## Extrait à lire
>>>>>
Michaniki AE v Ethniko Symvoulio Radiotileorasis and Ypourgos Epikrateias.
Jurisdiction | European Union |
Court | Court of Justice (European Union) |
Date | 08 October 2008 |
CONCLUSIONS DE L’AVOCAT GÉNÉRAL
M. M. Poiares Maduro
présentées le 8 octobre 2008 (1)
Affaire C‑213/07
Michaniki AE
contre
Ethniko Symvoulio Radiotileorasis,
Ypoyrgos Epikrateias,
Elliniki Technodomiki (TEVAE), anciennement Pantechniki AE,
Syndesmos Epicheiriseon Periodikou Typou, Somateio
[demande de décision préjudicielle formée par le Symvoulio tis Epikrateias (Grèce)]
«Marchés publics – Procédure de passation des marchés publics de travaux – Conditions d’exclusion d’un entrepreneur de la participation au marché»
1. Un État membre peut‑il ajouter une cause d’exclusion de la participation aux procédures de passation des marchés publics de travaux à la liste figurant à l’article 24 de la directive 93/37/CEE (2)? À quelles conditions et dans quelles limites? Ces questions qui font, en substance, l’objet du présent renvoi préjudiciel soulèvent la problématique de l’existence et, le cas échéant, de l’étendue du pouvoir normatif dont disposent les États membres lorsqu’existe une harmonisation communautaire. Cette problématique n’est pas inédite. Elle a déjà donné lieu à une jurisprudence fournie. Ce qui fait cependant la singularité de la présente affaire, c’est que la mesure normative nationale en cause est une disposition constitutionnelle. Est‑ce de nature à influer sur la teneur de la réponse à apporter? Tels sont les points qui sont au cœur du présent litige.
I – Cadre juridique
A – La réglementation communautaire
2. L’article 24 de la directive 93/37 énonce les causes d’exclusion de la participation à un marché de travaux publics. Il est libellé comme suit:
«Peut être exclu de la participation au marché tout entrepreneur:
a) qui est en état de faillite, de liquidation, de cessation d’activités, de règlement judiciaire ou de concordat préventif ou dans toute situation analogue résultant d’une procédure de même nature existant dans les législations et réglementations nationales;
b) qui fait l’objet d’une procédure de déclaration de faillite, de règlement judiciaire, de liquidation, de concordat préventif ou de toute autre procédure de même nature existant dans les législations et réglementations nationales;
c) qui a fait l’objet d’une condamnation prononcée par un jugement ayant autorité de chose jugée pour tout délit affectant la moralité professionnelle de l’entrepreneur;
d) qui, en matière professionnelle, a commis une faute grave constatée par tout moyen dont les pouvoirs adjudicateurs pourront justifier;
e) qui n’est pas en règle avec ses obligations relatives au paiement des cotisations de sécurité sociale selon les dispositions légales du pays où il est établi ou celles du pays du pouvoir adjudicateur;
f) qui n’est pas en règle avec ses obligations relatives au paiement de ses impôts et taxes selon les dispositions légales du pays où il est établi ou celles du pays du pouvoir adjudicateur;
g) qui s’est rendu gravement coupable de fausses déclarations en fournissant les renseignements exigibles en application du présent chapitre.
<<<<<
## Consigne A
Transcrivez fidèlement le passage de l'extrait des conclusions allant de "Michaniki AE v" jusqu'à "octobre 2008 (1)".
## Consigne B
Dans les conclusions de l'avocat général, relevez les états que le point a) de l'article 24 cité nomme expressément avant la mention « toute situation analogue ».
## Consigne C
Poursuivez la rédaction des conclusions de l'avocat général sur l'affaire Michaniki AE à partir du dernier alinéa de l'extrait.

## Données enregistrées
>>>>>
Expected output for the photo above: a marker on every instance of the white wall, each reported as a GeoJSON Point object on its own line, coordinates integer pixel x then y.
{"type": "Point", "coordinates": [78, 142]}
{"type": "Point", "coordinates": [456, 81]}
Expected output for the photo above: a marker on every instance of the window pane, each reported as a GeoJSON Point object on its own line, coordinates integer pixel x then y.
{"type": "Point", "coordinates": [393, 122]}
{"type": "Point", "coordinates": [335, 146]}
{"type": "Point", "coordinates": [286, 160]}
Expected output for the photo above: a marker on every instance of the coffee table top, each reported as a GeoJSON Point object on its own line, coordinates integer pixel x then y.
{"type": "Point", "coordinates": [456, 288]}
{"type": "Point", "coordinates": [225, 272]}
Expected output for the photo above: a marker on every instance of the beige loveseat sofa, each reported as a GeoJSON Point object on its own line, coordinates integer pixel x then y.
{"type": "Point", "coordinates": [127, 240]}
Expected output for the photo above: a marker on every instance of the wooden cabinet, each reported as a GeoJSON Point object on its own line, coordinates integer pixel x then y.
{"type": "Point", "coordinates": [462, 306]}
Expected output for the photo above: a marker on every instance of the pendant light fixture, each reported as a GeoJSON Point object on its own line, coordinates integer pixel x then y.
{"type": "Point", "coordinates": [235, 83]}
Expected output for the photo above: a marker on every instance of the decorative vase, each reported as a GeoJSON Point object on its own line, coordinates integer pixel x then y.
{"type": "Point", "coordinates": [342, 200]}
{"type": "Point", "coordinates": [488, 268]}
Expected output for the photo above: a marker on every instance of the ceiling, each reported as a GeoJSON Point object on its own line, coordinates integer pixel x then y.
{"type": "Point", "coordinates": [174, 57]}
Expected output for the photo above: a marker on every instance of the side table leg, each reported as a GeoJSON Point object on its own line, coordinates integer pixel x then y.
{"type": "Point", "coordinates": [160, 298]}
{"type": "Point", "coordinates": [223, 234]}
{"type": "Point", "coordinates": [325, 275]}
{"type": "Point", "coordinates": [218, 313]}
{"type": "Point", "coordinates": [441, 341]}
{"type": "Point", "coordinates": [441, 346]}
<<<<<
## Résultat produit A
Michaniki AE v Ethniko Symvoulio Radiotileorasis and Ypourgos Epikrateias.
Jurisdiction | European Union |
Court | Court of Justice (European Union) |
Date | 08 October 2008 |
CONCLUSIONS DE L’AVOCAT GÉNÉRAL
M. M. Poiares Maduro
présentées le 8 octobre 2008 (1)

## Résultat produit B
- la faillite
- la liquidation
- la cessation d'activités
- le règlement judiciaire
- le concordat préventif

## Résultat produit C
[…]»
B – Le droit national
3. L’article 14, paragraphe 9 de la Constitution grecque de 1975, alinéas 5 et 6 et 7, tel qu’issu de la révision constitutionnelle du 6 avril 2001 dispose:
«La qualité de propriétaire, d’associé, d’actionnaire majeur ou de cadre dirigeant d’une entreprise de médias d’information est incompatible avec la qualité de propriétaire, d’associé, d’actionnaire majeur ou de cadre dirigeant d’une entreprise qui, vis‑à‑vis de l’État ou d’une personne morale du secteur public au sens large, est chargée de l’exécution de travaux, de fournitures ou de prestations de services.
L’interdiction édictée par l’alinéa précédent vise aussi toutes les personnes faisant office d’intermédiaires, telles que conjoints, parents, personnes ou sociétés économiquement dépendantes.
Une loi détermine les modalités, les sanctions qui peuvent être prises, allant jusqu’au retrait de l’autorisation d’une station de radio ou de télévision et jusqu’à l’interdiction de conclure une convention ou l’annulation de la convention concernée, ainsi que les modalités de contrôle et les garanties visant à éviter que les dispositions des alinéas précédents ne soient pas tournées».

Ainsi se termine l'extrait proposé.